Write the records below out in full, character for character, with no pictures.
# Start of Material for this task
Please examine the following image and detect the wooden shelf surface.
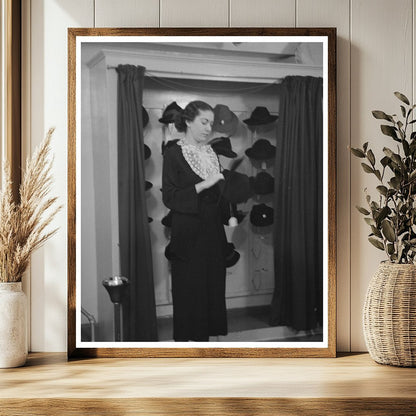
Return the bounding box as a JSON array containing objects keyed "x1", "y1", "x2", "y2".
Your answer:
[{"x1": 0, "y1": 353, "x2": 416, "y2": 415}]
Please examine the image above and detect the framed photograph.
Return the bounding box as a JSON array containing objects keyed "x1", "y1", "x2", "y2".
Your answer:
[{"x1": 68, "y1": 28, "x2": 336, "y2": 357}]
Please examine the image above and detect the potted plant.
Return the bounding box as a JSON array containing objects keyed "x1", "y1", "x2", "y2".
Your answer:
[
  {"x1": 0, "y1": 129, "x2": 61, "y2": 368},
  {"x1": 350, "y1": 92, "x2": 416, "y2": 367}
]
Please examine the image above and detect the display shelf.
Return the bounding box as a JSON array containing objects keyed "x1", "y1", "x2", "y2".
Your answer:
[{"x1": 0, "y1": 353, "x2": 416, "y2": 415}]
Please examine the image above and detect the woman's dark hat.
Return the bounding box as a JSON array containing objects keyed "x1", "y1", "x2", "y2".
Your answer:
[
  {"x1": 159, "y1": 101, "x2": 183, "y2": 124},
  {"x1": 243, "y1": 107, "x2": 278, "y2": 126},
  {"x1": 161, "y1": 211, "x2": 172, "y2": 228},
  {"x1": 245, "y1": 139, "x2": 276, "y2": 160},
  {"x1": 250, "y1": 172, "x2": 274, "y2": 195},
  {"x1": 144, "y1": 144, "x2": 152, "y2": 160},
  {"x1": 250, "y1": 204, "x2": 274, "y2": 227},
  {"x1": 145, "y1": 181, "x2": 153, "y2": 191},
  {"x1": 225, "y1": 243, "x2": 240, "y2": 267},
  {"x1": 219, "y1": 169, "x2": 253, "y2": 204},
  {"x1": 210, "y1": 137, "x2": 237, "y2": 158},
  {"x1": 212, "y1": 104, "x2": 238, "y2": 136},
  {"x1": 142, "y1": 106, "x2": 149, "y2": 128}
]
# End of Material for this task
Task solution
Please examine the following image and detect the wooden shelf surface.
Return the bounding box as a JSON array containing objects keyed "x1", "y1", "x2", "y2".
Your answer:
[{"x1": 0, "y1": 353, "x2": 416, "y2": 415}]
Please examine the image above and detect the framed photograph.
Return the bounding box as a JSON array containing objects keyed "x1", "y1", "x2", "y2".
Your answer:
[{"x1": 68, "y1": 28, "x2": 336, "y2": 357}]
Please examine the image above and detect the potted plant.
Return the bounding box as a JSON array containing objects keyed "x1", "y1", "x2", "y2".
Your answer:
[
  {"x1": 0, "y1": 129, "x2": 61, "y2": 368},
  {"x1": 350, "y1": 92, "x2": 416, "y2": 367}
]
Please examine the image above and detect the display shelf.
Return the bounding box as a JSON array containing objects keyed "x1", "y1", "x2", "y2".
Your answer:
[{"x1": 0, "y1": 353, "x2": 416, "y2": 415}]
Please examine the image above and detect the woman's dark hat.
Return the bounding box as a JSON array containing objects keyed "x1", "y1", "x2", "y2".
Your answer:
[
  {"x1": 159, "y1": 101, "x2": 183, "y2": 124},
  {"x1": 243, "y1": 107, "x2": 278, "y2": 126},
  {"x1": 161, "y1": 211, "x2": 172, "y2": 228},
  {"x1": 245, "y1": 139, "x2": 276, "y2": 160},
  {"x1": 250, "y1": 172, "x2": 274, "y2": 195},
  {"x1": 144, "y1": 144, "x2": 152, "y2": 160},
  {"x1": 250, "y1": 204, "x2": 274, "y2": 227},
  {"x1": 145, "y1": 181, "x2": 153, "y2": 191},
  {"x1": 225, "y1": 243, "x2": 240, "y2": 267},
  {"x1": 219, "y1": 169, "x2": 253, "y2": 204},
  {"x1": 210, "y1": 137, "x2": 237, "y2": 158},
  {"x1": 212, "y1": 104, "x2": 238, "y2": 136},
  {"x1": 142, "y1": 106, "x2": 149, "y2": 128}
]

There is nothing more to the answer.